§ Goal
In the records below, format the lines from the one containing "Pinpoint the green" through the one containing "xmin=47 ymin=65 xmax=141 ymax=143", inclusive, as a JSON list of strings, one string per line, skipping any blank lines.

§ Raw records
--

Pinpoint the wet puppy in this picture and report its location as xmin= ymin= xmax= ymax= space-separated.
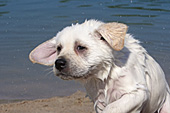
xmin=29 ymin=20 xmax=170 ymax=113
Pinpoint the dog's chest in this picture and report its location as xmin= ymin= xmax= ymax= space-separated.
xmin=85 ymin=79 xmax=125 ymax=109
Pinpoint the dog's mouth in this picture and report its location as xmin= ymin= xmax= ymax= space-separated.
xmin=55 ymin=66 xmax=96 ymax=80
xmin=56 ymin=73 xmax=90 ymax=80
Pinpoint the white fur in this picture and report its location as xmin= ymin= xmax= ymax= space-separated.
xmin=30 ymin=20 xmax=170 ymax=113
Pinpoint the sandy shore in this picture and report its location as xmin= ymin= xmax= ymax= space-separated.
xmin=0 ymin=92 xmax=95 ymax=113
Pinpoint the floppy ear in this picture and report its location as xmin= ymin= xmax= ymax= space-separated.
xmin=97 ymin=22 xmax=128 ymax=51
xmin=29 ymin=38 xmax=57 ymax=66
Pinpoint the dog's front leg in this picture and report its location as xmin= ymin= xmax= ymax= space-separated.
xmin=102 ymin=90 xmax=148 ymax=113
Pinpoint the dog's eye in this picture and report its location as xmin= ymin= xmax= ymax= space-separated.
xmin=57 ymin=46 xmax=62 ymax=52
xmin=77 ymin=45 xmax=87 ymax=51
xmin=100 ymin=37 xmax=106 ymax=41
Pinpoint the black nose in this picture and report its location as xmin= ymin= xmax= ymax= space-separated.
xmin=55 ymin=58 xmax=66 ymax=71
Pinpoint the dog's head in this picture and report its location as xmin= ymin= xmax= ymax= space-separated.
xmin=29 ymin=20 xmax=127 ymax=79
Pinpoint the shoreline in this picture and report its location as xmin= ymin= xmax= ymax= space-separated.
xmin=0 ymin=91 xmax=95 ymax=113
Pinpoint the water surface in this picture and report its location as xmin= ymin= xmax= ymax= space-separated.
xmin=0 ymin=0 xmax=170 ymax=100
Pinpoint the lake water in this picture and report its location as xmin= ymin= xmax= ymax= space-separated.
xmin=0 ymin=0 xmax=170 ymax=100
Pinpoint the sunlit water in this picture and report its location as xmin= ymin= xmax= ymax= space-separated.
xmin=0 ymin=0 xmax=170 ymax=100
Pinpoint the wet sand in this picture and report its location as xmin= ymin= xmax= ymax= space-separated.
xmin=0 ymin=91 xmax=95 ymax=113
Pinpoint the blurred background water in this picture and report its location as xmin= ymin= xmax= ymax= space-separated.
xmin=0 ymin=0 xmax=170 ymax=100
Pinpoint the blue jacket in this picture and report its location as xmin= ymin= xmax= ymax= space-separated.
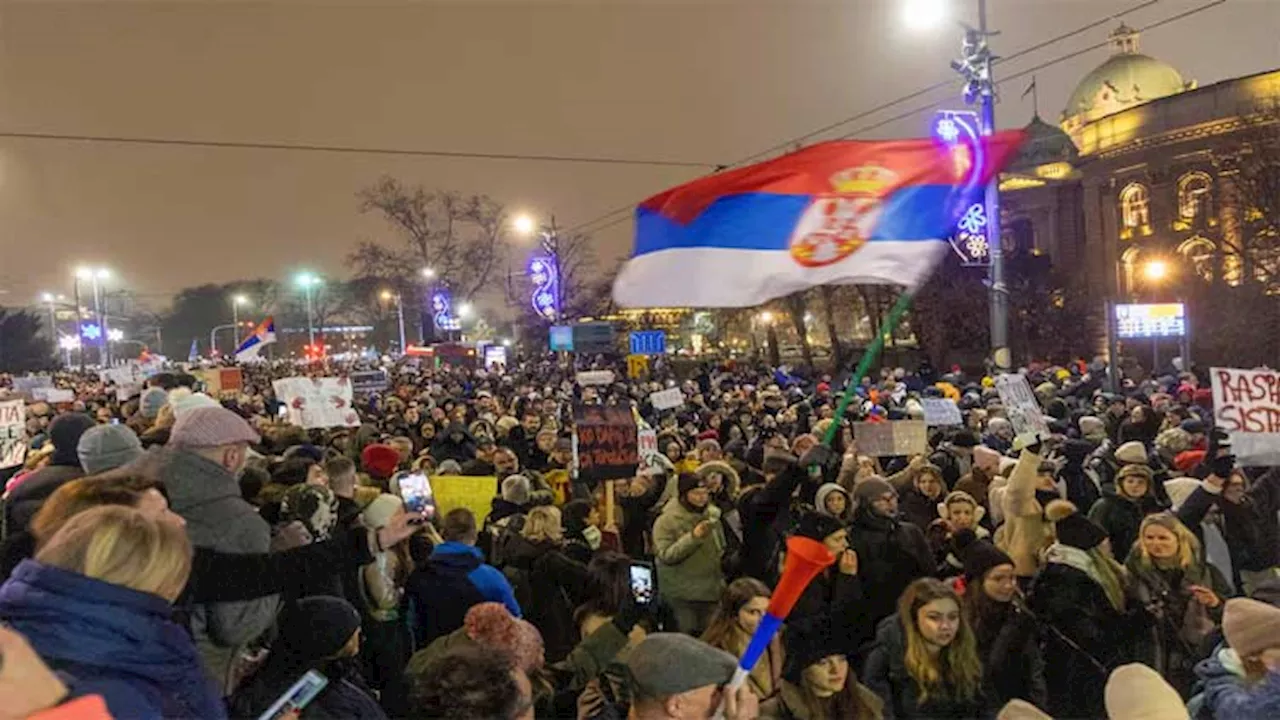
xmin=0 ymin=560 xmax=227 ymax=720
xmin=404 ymin=542 xmax=520 ymax=648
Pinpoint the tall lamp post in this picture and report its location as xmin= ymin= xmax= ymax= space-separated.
xmin=902 ymin=0 xmax=1012 ymax=370
xmin=381 ymin=290 xmax=404 ymax=355
xmin=512 ymin=215 xmax=564 ymax=323
xmin=294 ymin=273 xmax=324 ymax=347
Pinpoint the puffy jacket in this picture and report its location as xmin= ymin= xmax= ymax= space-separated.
xmin=653 ymin=498 xmax=724 ymax=602
xmin=0 ymin=560 xmax=227 ymax=720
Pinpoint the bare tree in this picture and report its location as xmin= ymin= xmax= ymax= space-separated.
xmin=348 ymin=177 xmax=507 ymax=300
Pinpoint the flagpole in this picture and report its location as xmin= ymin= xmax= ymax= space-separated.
xmin=822 ymin=291 xmax=914 ymax=447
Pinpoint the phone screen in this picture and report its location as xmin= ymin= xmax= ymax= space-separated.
xmin=399 ymin=473 xmax=435 ymax=519
xmin=631 ymin=562 xmax=653 ymax=605
xmin=257 ymin=670 xmax=329 ymax=720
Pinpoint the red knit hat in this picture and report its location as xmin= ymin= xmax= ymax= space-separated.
xmin=360 ymin=443 xmax=399 ymax=480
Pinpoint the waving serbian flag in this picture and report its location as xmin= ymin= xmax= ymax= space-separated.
xmin=613 ymin=132 xmax=1023 ymax=307
xmin=236 ymin=315 xmax=275 ymax=360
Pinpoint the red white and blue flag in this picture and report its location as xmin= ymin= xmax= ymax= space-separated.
xmin=613 ymin=132 xmax=1023 ymax=307
xmin=236 ymin=315 xmax=275 ymax=361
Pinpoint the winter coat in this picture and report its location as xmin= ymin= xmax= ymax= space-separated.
xmin=1125 ymin=548 xmax=1231 ymax=697
xmin=974 ymin=603 xmax=1048 ymax=707
xmin=653 ymin=497 xmax=724 ymax=602
xmin=849 ymin=506 xmax=936 ymax=626
xmin=1089 ymin=489 xmax=1160 ymax=559
xmin=897 ymin=487 xmax=947 ymax=530
xmin=0 ymin=560 xmax=227 ymax=720
xmin=404 ymin=542 xmax=521 ymax=647
xmin=156 ymin=448 xmax=279 ymax=692
xmin=1196 ymin=657 xmax=1280 ymax=720
xmin=863 ymin=614 xmax=984 ymax=720
xmin=502 ymin=536 xmax=588 ymax=662
xmin=991 ymin=450 xmax=1053 ymax=578
xmin=1030 ymin=546 xmax=1134 ymax=717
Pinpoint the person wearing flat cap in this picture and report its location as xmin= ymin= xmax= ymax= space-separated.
xmin=626 ymin=633 xmax=759 ymax=720
xmin=157 ymin=406 xmax=279 ymax=694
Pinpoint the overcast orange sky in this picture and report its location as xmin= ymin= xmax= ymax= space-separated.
xmin=0 ymin=0 xmax=1280 ymax=306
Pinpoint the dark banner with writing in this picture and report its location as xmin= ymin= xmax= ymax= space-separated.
xmin=573 ymin=405 xmax=640 ymax=486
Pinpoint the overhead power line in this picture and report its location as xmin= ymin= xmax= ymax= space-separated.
xmin=568 ymin=0 xmax=1226 ymax=233
xmin=0 ymin=131 xmax=718 ymax=168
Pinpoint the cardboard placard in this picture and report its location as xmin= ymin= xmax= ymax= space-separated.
xmin=649 ymin=387 xmax=685 ymax=410
xmin=348 ymin=370 xmax=390 ymax=392
xmin=854 ymin=420 xmax=929 ymax=457
xmin=431 ymin=475 xmax=498 ymax=527
xmin=271 ymin=378 xmax=360 ymax=428
xmin=1210 ymin=368 xmax=1280 ymax=466
xmin=920 ymin=397 xmax=964 ymax=428
xmin=573 ymin=405 xmax=640 ymax=484
xmin=996 ymin=374 xmax=1050 ymax=445
xmin=0 ymin=400 xmax=27 ymax=468
xmin=577 ymin=370 xmax=614 ymax=387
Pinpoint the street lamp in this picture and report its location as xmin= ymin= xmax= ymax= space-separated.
xmin=76 ymin=266 xmax=111 ymax=369
xmin=294 ymin=273 xmax=324 ymax=346
xmin=383 ymin=290 xmax=404 ymax=355
xmin=511 ymin=214 xmax=564 ymax=323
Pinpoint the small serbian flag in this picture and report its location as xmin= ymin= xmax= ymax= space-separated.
xmin=236 ymin=315 xmax=275 ymax=360
xmin=613 ymin=132 xmax=1023 ymax=307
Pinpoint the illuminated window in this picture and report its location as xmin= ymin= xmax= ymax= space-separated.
xmin=1178 ymin=172 xmax=1213 ymax=220
xmin=1120 ymin=183 xmax=1151 ymax=228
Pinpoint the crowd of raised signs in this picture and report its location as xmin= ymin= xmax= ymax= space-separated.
xmin=0 ymin=356 xmax=1280 ymax=720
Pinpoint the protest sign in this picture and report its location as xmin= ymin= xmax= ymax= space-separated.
xmin=271 ymin=378 xmax=360 ymax=428
xmin=349 ymin=370 xmax=390 ymax=392
xmin=577 ymin=370 xmax=613 ymax=387
xmin=431 ymin=475 xmax=498 ymax=527
xmin=573 ymin=405 xmax=640 ymax=484
xmin=920 ymin=397 xmax=964 ymax=428
xmin=996 ymin=374 xmax=1050 ymax=445
xmin=649 ymin=387 xmax=685 ymax=410
xmin=1210 ymin=368 xmax=1280 ymax=465
xmin=854 ymin=420 xmax=929 ymax=457
xmin=0 ymin=400 xmax=27 ymax=468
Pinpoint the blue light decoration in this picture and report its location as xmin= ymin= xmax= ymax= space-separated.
xmin=933 ymin=110 xmax=991 ymax=266
xmin=529 ymin=255 xmax=559 ymax=322
xmin=431 ymin=290 xmax=462 ymax=331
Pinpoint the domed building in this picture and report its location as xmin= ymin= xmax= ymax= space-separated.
xmin=1000 ymin=24 xmax=1280 ymax=316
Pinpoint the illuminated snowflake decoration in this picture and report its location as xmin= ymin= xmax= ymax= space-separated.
xmin=964 ymin=234 xmax=987 ymax=260
xmin=959 ymin=202 xmax=987 ymax=234
xmin=934 ymin=118 xmax=960 ymax=142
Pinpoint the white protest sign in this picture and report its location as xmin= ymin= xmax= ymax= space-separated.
xmin=577 ymin=370 xmax=613 ymax=387
xmin=0 ymin=400 xmax=27 ymax=468
xmin=271 ymin=378 xmax=360 ymax=428
xmin=996 ymin=374 xmax=1050 ymax=445
xmin=854 ymin=420 xmax=929 ymax=457
xmin=636 ymin=428 xmax=658 ymax=465
xmin=920 ymin=397 xmax=964 ymax=428
xmin=649 ymin=387 xmax=685 ymax=410
xmin=1210 ymin=368 xmax=1280 ymax=465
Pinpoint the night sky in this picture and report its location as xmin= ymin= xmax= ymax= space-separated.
xmin=0 ymin=0 xmax=1280 ymax=307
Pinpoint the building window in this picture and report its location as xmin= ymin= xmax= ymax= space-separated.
xmin=1178 ymin=172 xmax=1213 ymax=220
xmin=1120 ymin=183 xmax=1151 ymax=229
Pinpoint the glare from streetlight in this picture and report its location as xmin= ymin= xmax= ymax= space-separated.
xmin=902 ymin=0 xmax=950 ymax=32
xmin=511 ymin=215 xmax=538 ymax=236
xmin=1142 ymin=260 xmax=1169 ymax=283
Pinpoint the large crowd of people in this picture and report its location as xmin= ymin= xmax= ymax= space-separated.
xmin=0 ymin=356 xmax=1280 ymax=720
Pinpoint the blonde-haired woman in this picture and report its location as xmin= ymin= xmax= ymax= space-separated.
xmin=1125 ymin=512 xmax=1230 ymax=698
xmin=1030 ymin=500 xmax=1142 ymax=717
xmin=0 ymin=506 xmax=227 ymax=719
xmin=863 ymin=578 xmax=986 ymax=720
xmin=502 ymin=505 xmax=589 ymax=662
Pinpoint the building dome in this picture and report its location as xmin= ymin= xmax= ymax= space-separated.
xmin=1062 ymin=24 xmax=1193 ymax=124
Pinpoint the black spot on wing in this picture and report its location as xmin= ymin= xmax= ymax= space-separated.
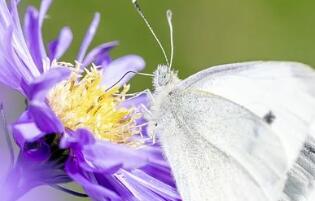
xmin=263 ymin=111 xmax=276 ymax=124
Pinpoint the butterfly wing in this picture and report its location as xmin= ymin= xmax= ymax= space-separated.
xmin=155 ymin=90 xmax=288 ymax=201
xmin=179 ymin=62 xmax=315 ymax=168
xmin=175 ymin=62 xmax=315 ymax=201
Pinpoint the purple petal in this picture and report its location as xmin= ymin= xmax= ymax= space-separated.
xmin=60 ymin=128 xmax=95 ymax=149
xmin=77 ymin=13 xmax=100 ymax=63
xmin=66 ymin=159 xmax=121 ymax=201
xmin=26 ymin=67 xmax=71 ymax=101
xmin=0 ymin=27 xmax=22 ymax=89
xmin=28 ymin=101 xmax=64 ymax=134
xmin=24 ymin=7 xmax=44 ymax=72
xmin=82 ymin=141 xmax=149 ymax=172
xmin=102 ymin=55 xmax=145 ymax=86
xmin=48 ymin=27 xmax=73 ymax=60
xmin=11 ymin=111 xmax=45 ymax=147
xmin=115 ymin=170 xmax=165 ymax=201
xmin=23 ymin=142 xmax=51 ymax=162
xmin=82 ymin=41 xmax=118 ymax=67
xmin=12 ymin=121 xmax=45 ymax=147
xmin=128 ymin=170 xmax=180 ymax=200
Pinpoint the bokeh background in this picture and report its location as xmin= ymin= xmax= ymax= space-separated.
xmin=0 ymin=0 xmax=315 ymax=201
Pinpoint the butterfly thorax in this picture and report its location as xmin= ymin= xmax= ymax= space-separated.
xmin=146 ymin=65 xmax=180 ymax=137
xmin=153 ymin=65 xmax=180 ymax=94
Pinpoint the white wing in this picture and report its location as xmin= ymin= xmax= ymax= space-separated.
xmin=178 ymin=62 xmax=315 ymax=200
xmin=155 ymin=90 xmax=288 ymax=201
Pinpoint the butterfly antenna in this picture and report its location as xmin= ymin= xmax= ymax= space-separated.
xmin=50 ymin=184 xmax=89 ymax=198
xmin=105 ymin=70 xmax=154 ymax=91
xmin=0 ymin=102 xmax=14 ymax=167
xmin=166 ymin=10 xmax=174 ymax=68
xmin=131 ymin=0 xmax=170 ymax=66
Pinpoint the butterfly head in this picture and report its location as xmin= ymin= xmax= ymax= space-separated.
xmin=153 ymin=65 xmax=178 ymax=89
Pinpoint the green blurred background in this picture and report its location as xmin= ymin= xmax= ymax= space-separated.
xmin=16 ymin=0 xmax=315 ymax=200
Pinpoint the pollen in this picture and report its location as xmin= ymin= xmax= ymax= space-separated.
xmin=47 ymin=65 xmax=141 ymax=143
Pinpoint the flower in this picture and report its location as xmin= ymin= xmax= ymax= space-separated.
xmin=0 ymin=0 xmax=180 ymax=200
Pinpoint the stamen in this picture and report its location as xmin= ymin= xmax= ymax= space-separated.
xmin=47 ymin=64 xmax=141 ymax=143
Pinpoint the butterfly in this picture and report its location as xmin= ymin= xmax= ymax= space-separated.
xmin=133 ymin=0 xmax=315 ymax=201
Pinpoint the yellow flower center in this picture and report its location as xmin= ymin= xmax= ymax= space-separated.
xmin=47 ymin=63 xmax=141 ymax=143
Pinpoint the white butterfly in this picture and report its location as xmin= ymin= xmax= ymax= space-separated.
xmin=134 ymin=1 xmax=315 ymax=201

--

§ Task response
[
  "Pinpoint the green blurred background in this picture and report its location as xmin= ymin= xmax= ymax= space-separated.",
  "xmin=16 ymin=0 xmax=315 ymax=200",
  "Pinpoint the pollen in this picture and report its location as xmin= ymin= xmax= ymax= space-separated.",
  "xmin=47 ymin=65 xmax=141 ymax=143"
]